_AIM_:
Reproduce the material starting with the line containing "Target: reddish earth" and continuing through the line containing "[[[0,29],[60,29],[60,11],[0,10]]]", substituting "outline" for each occurrence of "mask" and leaving all else unchanged.
━━ ENTRIES SUPPLIED ━━
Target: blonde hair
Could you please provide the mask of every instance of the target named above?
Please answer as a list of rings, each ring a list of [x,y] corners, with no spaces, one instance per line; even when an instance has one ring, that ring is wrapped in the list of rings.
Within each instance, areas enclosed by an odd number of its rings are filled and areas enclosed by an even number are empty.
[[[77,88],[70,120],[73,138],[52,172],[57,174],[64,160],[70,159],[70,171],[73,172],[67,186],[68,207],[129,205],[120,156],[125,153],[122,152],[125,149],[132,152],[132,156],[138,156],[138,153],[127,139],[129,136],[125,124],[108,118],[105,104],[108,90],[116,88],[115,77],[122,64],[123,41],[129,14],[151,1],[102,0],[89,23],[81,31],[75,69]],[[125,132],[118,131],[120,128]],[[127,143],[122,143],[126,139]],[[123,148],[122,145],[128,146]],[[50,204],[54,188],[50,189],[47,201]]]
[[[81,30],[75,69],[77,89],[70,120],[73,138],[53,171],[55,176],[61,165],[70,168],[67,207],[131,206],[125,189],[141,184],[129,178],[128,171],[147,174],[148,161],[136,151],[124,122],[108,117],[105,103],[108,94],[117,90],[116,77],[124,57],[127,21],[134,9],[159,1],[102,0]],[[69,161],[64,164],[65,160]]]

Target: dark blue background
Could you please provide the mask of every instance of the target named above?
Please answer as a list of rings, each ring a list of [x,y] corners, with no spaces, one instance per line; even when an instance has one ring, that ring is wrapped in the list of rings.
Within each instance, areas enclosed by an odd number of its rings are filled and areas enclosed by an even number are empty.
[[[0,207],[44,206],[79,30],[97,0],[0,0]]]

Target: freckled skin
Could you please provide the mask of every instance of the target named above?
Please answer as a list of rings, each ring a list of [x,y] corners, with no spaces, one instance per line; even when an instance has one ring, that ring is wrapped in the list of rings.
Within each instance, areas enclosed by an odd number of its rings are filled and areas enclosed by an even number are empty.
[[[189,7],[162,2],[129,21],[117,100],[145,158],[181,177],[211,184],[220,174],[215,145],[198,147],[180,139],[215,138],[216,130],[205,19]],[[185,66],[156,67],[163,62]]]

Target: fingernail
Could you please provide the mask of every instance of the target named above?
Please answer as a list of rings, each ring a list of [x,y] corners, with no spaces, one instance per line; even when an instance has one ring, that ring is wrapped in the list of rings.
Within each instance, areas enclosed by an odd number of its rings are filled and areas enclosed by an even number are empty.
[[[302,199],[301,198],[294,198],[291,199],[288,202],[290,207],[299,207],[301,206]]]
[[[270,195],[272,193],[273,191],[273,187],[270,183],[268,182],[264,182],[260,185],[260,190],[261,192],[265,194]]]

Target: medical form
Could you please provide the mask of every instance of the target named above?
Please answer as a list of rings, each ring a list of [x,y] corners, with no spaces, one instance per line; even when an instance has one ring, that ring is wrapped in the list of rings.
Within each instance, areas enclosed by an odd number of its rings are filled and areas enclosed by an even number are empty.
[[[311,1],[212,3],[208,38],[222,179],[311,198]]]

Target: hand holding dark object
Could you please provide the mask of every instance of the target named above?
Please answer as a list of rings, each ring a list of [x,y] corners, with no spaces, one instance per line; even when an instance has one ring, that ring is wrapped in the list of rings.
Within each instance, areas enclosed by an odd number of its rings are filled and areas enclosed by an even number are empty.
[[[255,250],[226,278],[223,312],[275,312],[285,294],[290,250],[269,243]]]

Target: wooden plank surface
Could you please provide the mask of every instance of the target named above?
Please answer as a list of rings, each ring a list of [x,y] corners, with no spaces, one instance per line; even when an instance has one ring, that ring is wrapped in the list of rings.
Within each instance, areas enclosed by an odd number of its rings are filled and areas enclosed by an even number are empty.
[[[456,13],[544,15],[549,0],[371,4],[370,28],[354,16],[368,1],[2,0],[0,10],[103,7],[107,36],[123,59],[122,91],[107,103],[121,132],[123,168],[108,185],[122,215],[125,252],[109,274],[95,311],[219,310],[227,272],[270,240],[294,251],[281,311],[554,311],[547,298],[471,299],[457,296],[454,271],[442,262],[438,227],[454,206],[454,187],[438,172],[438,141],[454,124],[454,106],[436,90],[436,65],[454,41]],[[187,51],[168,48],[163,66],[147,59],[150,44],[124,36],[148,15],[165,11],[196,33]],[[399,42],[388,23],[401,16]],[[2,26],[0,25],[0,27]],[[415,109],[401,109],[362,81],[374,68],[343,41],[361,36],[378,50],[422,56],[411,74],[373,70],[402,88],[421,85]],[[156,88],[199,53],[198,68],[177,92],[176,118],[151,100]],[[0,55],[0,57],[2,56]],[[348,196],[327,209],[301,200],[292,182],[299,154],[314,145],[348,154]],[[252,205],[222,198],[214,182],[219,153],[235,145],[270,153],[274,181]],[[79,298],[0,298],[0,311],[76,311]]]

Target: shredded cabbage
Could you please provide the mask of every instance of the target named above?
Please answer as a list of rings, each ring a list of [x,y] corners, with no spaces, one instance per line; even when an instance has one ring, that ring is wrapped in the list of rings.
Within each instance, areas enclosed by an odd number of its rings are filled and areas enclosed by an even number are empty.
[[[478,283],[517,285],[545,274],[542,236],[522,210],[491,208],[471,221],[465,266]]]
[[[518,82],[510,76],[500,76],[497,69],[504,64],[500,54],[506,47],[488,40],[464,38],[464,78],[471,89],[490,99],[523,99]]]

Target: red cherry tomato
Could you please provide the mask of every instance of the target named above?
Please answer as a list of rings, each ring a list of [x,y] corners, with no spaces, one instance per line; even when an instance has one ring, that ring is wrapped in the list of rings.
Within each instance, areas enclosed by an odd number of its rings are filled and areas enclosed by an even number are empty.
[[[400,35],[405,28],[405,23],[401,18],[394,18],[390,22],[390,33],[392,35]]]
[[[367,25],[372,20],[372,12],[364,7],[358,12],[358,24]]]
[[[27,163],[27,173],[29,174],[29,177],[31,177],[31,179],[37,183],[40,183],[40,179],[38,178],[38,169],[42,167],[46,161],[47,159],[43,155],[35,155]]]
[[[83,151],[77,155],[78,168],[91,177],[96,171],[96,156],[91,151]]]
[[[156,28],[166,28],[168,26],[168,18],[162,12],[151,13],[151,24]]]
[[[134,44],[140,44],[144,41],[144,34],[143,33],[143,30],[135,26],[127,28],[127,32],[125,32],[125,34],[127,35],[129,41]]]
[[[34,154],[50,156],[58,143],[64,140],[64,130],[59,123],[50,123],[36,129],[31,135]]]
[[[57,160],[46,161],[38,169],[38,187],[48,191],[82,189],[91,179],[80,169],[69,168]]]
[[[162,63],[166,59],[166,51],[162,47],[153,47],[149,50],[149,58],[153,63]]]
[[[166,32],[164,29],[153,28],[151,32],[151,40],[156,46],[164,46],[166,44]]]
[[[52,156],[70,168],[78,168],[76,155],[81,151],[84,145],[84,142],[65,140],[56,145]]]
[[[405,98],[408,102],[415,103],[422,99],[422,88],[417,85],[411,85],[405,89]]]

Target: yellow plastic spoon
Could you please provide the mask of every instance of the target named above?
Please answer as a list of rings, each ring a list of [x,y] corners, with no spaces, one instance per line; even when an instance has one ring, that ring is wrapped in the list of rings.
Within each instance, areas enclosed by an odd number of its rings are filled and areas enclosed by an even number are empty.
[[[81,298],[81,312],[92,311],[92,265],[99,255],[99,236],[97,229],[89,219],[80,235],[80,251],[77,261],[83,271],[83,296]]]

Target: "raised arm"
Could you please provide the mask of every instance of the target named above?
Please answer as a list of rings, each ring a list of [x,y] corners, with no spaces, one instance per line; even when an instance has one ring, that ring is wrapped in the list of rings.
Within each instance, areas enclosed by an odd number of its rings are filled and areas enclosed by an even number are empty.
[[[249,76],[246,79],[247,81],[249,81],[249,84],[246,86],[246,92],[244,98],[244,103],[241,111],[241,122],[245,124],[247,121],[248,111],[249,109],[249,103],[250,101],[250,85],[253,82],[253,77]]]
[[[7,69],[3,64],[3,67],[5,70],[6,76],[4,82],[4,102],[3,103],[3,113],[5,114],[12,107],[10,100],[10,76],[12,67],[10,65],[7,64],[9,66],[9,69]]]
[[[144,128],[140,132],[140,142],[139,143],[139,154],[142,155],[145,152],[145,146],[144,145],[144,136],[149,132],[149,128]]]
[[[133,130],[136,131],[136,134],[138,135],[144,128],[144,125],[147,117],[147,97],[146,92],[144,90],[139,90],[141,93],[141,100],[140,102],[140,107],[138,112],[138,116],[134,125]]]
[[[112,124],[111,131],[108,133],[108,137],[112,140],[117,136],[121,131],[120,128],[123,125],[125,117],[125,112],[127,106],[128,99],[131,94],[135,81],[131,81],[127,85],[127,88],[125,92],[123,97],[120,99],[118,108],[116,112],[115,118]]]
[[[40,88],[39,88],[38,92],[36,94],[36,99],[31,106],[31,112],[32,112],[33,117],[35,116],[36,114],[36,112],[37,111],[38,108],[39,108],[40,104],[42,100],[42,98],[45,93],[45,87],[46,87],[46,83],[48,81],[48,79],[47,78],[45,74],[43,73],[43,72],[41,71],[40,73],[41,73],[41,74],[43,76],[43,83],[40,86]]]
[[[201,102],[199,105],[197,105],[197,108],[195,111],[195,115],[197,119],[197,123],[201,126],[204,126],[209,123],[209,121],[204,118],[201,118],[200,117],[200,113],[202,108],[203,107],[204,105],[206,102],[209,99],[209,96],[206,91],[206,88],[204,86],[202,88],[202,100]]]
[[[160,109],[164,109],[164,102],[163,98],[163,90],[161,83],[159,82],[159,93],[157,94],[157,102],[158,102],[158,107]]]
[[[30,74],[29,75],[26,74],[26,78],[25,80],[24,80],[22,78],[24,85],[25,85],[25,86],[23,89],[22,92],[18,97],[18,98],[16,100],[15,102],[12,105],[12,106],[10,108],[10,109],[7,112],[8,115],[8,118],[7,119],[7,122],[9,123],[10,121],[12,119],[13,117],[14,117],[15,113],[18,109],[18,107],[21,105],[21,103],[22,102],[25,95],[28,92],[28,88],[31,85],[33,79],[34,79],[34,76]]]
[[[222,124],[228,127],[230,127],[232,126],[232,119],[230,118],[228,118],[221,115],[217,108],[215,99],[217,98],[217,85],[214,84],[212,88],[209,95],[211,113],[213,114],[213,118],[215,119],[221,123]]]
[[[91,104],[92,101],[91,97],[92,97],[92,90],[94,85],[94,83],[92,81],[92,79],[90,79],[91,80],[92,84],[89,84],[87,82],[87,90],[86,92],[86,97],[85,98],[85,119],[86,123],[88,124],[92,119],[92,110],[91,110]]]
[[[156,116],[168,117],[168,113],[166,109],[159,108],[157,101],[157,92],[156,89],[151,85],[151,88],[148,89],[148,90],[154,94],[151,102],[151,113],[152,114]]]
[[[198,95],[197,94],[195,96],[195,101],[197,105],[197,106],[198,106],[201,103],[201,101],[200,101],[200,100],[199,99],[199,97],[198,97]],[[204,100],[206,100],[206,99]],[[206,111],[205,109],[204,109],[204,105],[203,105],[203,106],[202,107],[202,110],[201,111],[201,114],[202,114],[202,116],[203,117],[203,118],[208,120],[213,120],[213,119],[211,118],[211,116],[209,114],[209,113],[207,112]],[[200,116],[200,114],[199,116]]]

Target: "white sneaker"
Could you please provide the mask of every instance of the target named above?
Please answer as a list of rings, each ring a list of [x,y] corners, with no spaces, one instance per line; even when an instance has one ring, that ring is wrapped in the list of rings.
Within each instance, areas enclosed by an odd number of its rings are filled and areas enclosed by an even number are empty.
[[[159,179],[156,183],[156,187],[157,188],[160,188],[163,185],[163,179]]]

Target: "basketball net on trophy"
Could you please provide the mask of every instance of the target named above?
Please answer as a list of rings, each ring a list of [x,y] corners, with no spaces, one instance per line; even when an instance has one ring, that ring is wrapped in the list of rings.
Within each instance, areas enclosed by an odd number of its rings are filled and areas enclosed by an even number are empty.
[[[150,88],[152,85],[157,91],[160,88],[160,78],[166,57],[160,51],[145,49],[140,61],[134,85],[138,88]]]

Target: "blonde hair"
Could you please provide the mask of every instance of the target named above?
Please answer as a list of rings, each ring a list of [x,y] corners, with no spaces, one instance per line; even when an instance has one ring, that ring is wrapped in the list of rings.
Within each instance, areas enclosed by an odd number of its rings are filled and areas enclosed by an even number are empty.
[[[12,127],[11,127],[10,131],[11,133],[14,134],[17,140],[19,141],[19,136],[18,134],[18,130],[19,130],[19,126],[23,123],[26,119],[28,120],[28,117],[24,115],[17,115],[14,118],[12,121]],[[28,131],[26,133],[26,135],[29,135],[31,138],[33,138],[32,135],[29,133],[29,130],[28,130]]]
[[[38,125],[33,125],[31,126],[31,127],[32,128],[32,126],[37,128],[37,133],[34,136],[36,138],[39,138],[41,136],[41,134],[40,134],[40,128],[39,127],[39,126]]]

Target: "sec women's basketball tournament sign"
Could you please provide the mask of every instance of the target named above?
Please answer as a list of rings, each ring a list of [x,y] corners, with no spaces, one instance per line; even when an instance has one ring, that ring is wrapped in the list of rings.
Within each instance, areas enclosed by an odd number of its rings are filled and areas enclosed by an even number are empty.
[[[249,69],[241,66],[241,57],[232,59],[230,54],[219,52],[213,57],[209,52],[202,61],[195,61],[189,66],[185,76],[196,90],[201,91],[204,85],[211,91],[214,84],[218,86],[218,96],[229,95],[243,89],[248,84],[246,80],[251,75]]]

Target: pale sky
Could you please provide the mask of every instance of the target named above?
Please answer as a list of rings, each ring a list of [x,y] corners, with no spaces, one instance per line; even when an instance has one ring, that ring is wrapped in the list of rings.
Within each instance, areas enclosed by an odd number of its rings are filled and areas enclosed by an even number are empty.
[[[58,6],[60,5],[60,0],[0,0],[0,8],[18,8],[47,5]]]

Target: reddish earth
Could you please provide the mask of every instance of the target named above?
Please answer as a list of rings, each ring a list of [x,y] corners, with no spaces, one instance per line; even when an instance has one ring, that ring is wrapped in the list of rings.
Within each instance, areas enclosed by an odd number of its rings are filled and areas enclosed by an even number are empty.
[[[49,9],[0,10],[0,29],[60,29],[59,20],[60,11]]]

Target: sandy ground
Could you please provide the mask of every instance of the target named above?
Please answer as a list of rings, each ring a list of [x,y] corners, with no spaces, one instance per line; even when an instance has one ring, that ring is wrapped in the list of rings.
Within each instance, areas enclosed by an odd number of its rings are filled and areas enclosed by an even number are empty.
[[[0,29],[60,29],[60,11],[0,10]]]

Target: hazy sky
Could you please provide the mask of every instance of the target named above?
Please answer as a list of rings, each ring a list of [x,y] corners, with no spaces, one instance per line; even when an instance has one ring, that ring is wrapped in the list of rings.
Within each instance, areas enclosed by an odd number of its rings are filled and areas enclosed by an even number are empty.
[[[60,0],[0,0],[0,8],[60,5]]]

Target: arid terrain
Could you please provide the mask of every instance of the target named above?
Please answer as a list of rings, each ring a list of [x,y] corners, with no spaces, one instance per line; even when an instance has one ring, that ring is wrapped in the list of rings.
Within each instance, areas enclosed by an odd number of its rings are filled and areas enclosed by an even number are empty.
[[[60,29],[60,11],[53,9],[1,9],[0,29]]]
━━━
_RESULT OF THIS EXERCISE_:
Target: reddish earth
Could you please provide the outline of every instance of the target named above?
Please answer as a list of rings, each ring a list of [x,y] corners, with no spaces, one instance per line; even when an instance has one ring, that ring is wrapped in the list of rings.
Within each instance, areas enclosed by an odd number of its rings are filled and areas enclosed by an even number are empty.
[[[49,9],[0,10],[0,29],[60,29],[59,20],[60,11]]]

Target: sandy ground
Could you please provide the outline of every instance of the target named above?
Please answer as a list of rings, each ring a list of [x,y] corners, with no spaces, one instance per line; even when an instance has one ring, that ring is wrapped in the list of rings.
Within each instance, areas enclosed by an odd number of its rings are filled and areas enclosed by an even number are empty.
[[[0,29],[60,29],[60,11],[0,10]]]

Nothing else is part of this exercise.